=== TO BE DONE ===
A. Rewrite the Kedro Spark session issue from "I am unable" to "of memory errors.", using "SparkSession" in place of "spark session" each time it appears.
B. Carry on the Kedro Spark session issue from its last line.

Unable to configure the spark session #3545

gpierard · 2024-01-23T03:07:01Z

Description

I am unable to set the kedro spark session config via spark.yml

Context / steps to reproduce

On Kedro 0.17.6, I am trying to setup a spark session with the following config, but it seems that this config is not correctly applied to the spark session, which causes out of memory errors.

# conf/base/spark.yml
spark.scheduler.mode: FAIR
spark.driver.memory: 15g
spark.executor.memory: 15g
spark.executor.cores: 10
spark.driver.memory: 100g
spark.executor.memory: 20g
spark.driver.maxResultSize: 20g
spark.ui.port: xxxx
spark.ui.enabled: true]

# src/mypackage/hooks.py
class SparkHooks:
    @hook_impl
    def after_context_created(self, context) -> None:
        """Initialises a SparkSession using the config
        defined in project's conf folder.

=== DATA SECTION ===
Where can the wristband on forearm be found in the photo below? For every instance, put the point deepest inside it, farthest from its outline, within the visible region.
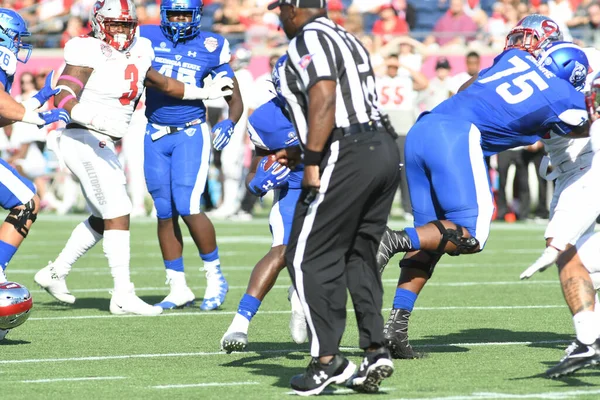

=== RESPONSES TO THE TASKS ===
A.
I am unable to set the kedro SparkSession config via spark.yml

Context / steps to reproduce

On Kedro 0.17.6, I am trying to setup a SparkSession with the following config, but it seems that this config is not correctly applied to the SparkSession, which causes out of memory errors.

B.
        """

        # Load the spark configuration in spark.yaml using the config loader
        parameters = context.config_loader.get("spark*", "spark*/**")

        spark_conf = SparkConf().setAll(parameters.items())
        # print("spark_conf" + spark_conf.toDebugString())
        # Initialise the spark session
        spark_session_conf = (
            SparkSession.builder.appName(context.project_path.name)
            .master("local[50]")  # Set local mode with 6 CPU cores
            .enableHiveSupport()
            .config(conf=spark_conf)
        )
        _spark_session = spark_session_conf.getOrCreate()
        _spark_session.sparkContext.setLogLevel("WARN")

src/mypackage/settings.py
"""Project settings."""
from mypackage.hooks import PipelineMonitoringHooks, ProjectHooks, SparkHooks

# Instantiate and list your project hooks here
HOOKS = (ProjectHooks(), PipelineMonitoringHooks(), SparkHooks(),)

Steps to Reproduce

kedro ipython
spark  = catalog.datasets.mydataset._get_spark()
spark.conf.get('spark.driver.maxResultSize')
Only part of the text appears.